= Task to carry out =
Return exactly the span that opens with the line containing "Point to the construction building, one" and closes with the final line of the records, both included.

= Task data =

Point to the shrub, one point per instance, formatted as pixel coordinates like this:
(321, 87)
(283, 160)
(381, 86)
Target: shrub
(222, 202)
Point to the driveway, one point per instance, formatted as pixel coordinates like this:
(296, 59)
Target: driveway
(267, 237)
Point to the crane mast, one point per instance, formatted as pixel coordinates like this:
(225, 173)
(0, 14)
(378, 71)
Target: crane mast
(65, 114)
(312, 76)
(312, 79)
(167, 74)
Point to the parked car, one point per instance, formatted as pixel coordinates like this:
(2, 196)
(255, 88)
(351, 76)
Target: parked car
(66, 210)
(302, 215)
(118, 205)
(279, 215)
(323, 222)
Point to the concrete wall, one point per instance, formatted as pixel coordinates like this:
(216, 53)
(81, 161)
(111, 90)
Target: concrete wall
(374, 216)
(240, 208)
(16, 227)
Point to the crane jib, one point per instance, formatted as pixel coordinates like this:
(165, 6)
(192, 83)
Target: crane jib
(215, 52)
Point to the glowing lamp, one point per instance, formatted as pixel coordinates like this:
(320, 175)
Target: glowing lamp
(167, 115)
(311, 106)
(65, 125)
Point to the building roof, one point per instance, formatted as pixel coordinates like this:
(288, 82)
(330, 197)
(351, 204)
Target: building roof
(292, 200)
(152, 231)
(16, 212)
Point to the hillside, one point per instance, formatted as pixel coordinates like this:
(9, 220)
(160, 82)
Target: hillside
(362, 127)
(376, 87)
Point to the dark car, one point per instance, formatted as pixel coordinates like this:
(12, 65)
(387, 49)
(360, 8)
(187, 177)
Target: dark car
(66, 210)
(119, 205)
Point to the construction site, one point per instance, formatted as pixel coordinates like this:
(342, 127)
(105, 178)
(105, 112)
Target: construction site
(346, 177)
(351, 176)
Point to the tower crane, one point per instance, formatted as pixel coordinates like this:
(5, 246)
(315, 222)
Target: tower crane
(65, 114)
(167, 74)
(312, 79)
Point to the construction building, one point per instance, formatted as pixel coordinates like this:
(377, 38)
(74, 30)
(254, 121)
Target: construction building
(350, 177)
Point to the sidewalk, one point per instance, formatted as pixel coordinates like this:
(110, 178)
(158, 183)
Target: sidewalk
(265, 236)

= Output of the task =
Point to the construction building, one point per instance, formatted as pixel coordinates like this:
(377, 38)
(74, 30)
(254, 121)
Target: construction building
(350, 177)
Point to the sidewalk, one point per instance, formatted as pixel coordinates like this:
(110, 178)
(158, 183)
Target: sidewalk
(265, 236)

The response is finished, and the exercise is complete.